- **PROVIDED PASSAGE**:
On YihaoPeng's PC with Windows 1809 build 17763.379, the ports will be exhausted after 2899 rounds:

...
Socket 2893 is using port 4930
Socket 2894 is using port 4943
Socket 2895 is using port 4944
Socket 2896 is using port 4945
Socket 2897 is using port 4952
Socket 2898 is using port 4953
Invalid argument returned from connect() - BOUND socket exhaustion likely after 2899 rounds
Exiting (failed)

No ports released after the program exits. If you let the program run repeatedly (so it will immediately take up the ephemeral port released by other programs), you will find that no TCP connections in your Windows can be established. For example, your EDGE browser will not be able to load any page.

Use the following commands to run the program repeatedly:

while true; do ./wsl-issue-2913-repro; done
@YihaoPeng YihaoPeng changed the title [has a simply repro] TCP user port exhaust and network broken after lots of non-blocking connections [has a simply repro] TCP user ports exhausted after lots of early-closing non-blocking connections Apr 1, 2019
@YihaoPeng YihaoPeng changed the title [has a simply repro] TCP user ports exhausted after lots of early-closing non-blocking connections [has a simply repro] TCP ephemeral ports exhausted after lots of early-closing non-blocking connections Apr 1, 2019
@therealkenc
Copy link
Collaborator

Phillip's code below so it doesn't get lost.

#include <errno.h>
#include <string.h>
#include <unistd.h>
#include <netdb.h>
#include <sys/socket.h>
#include <netinet/in.h>
#include <stdarg.h>
#include <stdio.h>
#include <stdlib.h>
#include <unistd.h>
#include <fcntl.h>

const char *const HOSTNAME = "127.0.0.1";
const char *const PORT = "1234";

void die(const char *const format, ...)

- **WRITTEN TASKS**:
(a) Answer these questions from the port-exhaustion thread:
(i) Which Windows build was YihaoPeng's PC running?
(ii) After how many rounds did the program report bound socket exhaustion?
(iii) What value does the code assign to HOSTNAME?
(b) From the port-exhaustion thread, list every port number that the log lines say a socket is using.
The records that follow come from a different source than the text.

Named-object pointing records
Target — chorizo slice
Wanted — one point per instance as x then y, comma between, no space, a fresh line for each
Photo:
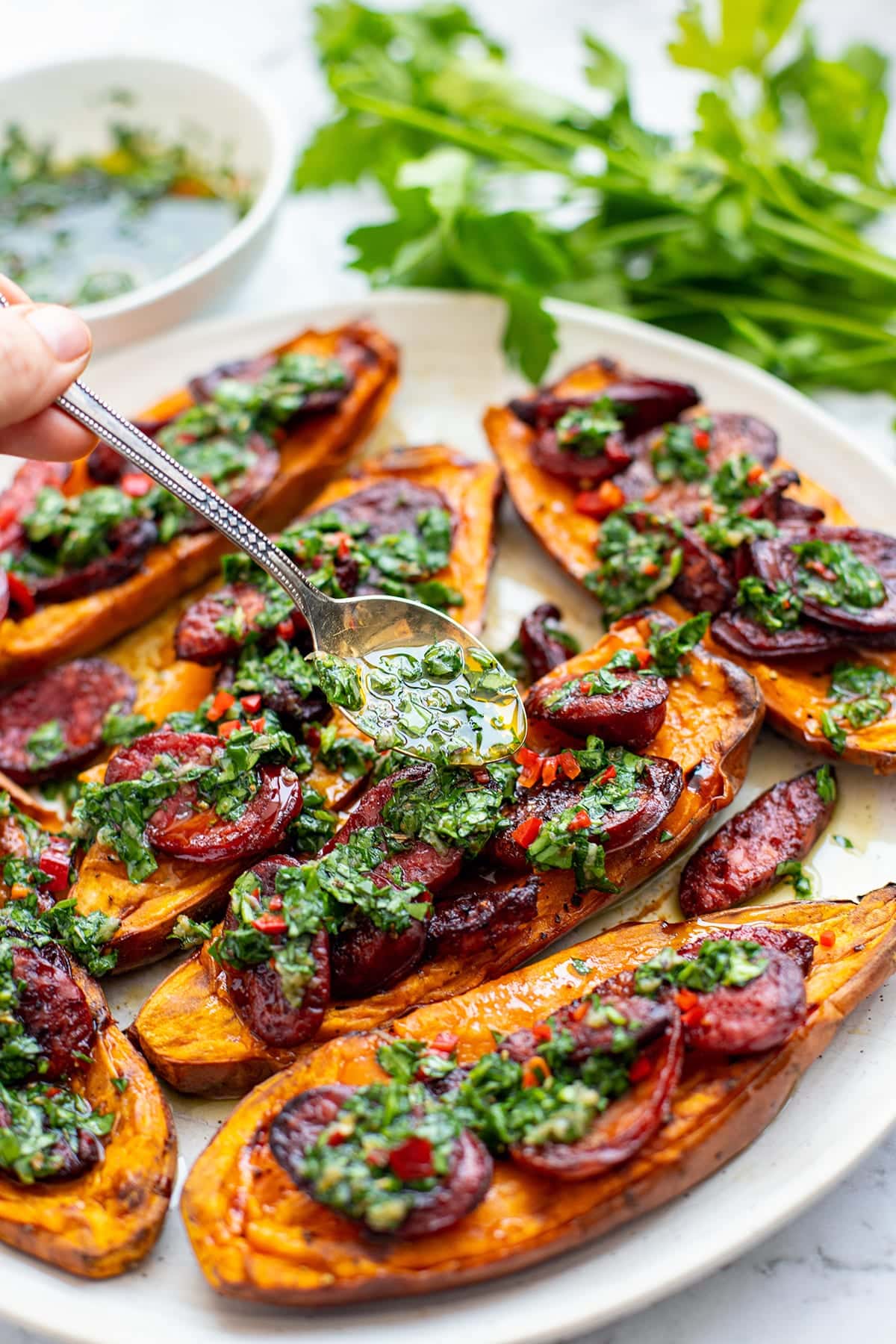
793,942
629,715
747,638
53,1008
128,544
541,650
623,1128
480,914
647,401
741,860
367,960
817,582
245,490
183,831
19,497
706,581
753,1018
78,697
304,1119
652,801
729,436
257,992
647,1019
198,638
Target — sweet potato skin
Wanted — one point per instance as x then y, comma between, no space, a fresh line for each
104,1222
309,456
794,695
258,1236
149,910
196,1042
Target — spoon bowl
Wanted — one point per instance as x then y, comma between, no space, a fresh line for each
359,635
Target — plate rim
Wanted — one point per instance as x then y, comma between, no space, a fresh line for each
582,1313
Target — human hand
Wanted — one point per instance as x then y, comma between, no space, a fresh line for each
43,349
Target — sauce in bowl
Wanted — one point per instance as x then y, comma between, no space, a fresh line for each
89,228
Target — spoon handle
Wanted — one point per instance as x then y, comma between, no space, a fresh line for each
113,429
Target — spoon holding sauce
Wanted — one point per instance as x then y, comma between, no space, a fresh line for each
403,673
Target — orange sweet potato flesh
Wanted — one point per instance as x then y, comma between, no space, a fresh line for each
309,457
794,695
148,910
196,1042
108,1219
257,1236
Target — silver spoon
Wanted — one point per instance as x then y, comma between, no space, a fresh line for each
366,631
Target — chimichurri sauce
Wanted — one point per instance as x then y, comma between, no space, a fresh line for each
440,702
89,228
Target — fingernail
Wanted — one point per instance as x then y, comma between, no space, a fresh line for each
66,335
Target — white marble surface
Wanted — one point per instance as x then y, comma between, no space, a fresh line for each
832,1272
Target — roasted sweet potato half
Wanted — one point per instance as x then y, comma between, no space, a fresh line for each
149,910
312,453
195,1039
797,694
258,1236
800,695
105,1221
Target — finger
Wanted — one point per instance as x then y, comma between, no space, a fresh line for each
43,349
50,436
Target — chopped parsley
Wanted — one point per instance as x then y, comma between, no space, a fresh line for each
586,429
46,745
832,574
860,692
721,961
775,609
635,562
800,880
682,450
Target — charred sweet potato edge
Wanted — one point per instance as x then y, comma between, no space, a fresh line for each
148,910
101,1223
308,458
196,1042
260,1238
794,697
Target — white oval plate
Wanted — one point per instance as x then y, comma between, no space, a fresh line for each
452,369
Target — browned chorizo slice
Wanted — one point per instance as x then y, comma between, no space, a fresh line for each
576,468
704,581
747,1019
366,960
623,1128
652,801
18,500
198,636
183,831
817,581
744,638
480,913
729,436
128,544
629,715
257,992
302,1120
53,1008
739,862
242,491
541,650
590,1035
793,942
77,697
645,402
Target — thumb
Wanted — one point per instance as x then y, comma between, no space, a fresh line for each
43,349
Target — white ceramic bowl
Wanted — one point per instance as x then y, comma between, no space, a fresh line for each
222,114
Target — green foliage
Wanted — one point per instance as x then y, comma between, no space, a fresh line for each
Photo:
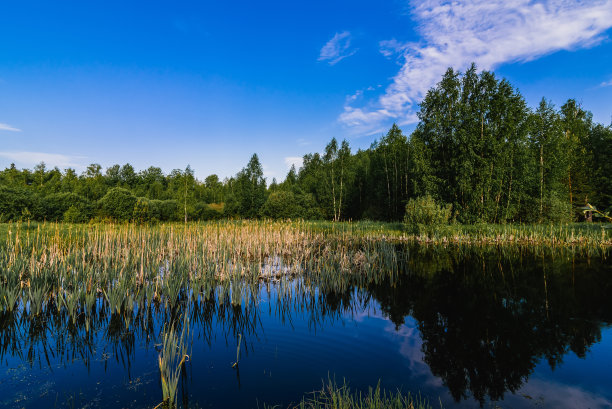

- **OUTPUTS**:
(a)
(i) Windows 1809 build 17763.379
(ii) 2899 rounds
(iii) "127.0.0.1"

(b) 4930, 4943, 4944, 4945, 4952, 4953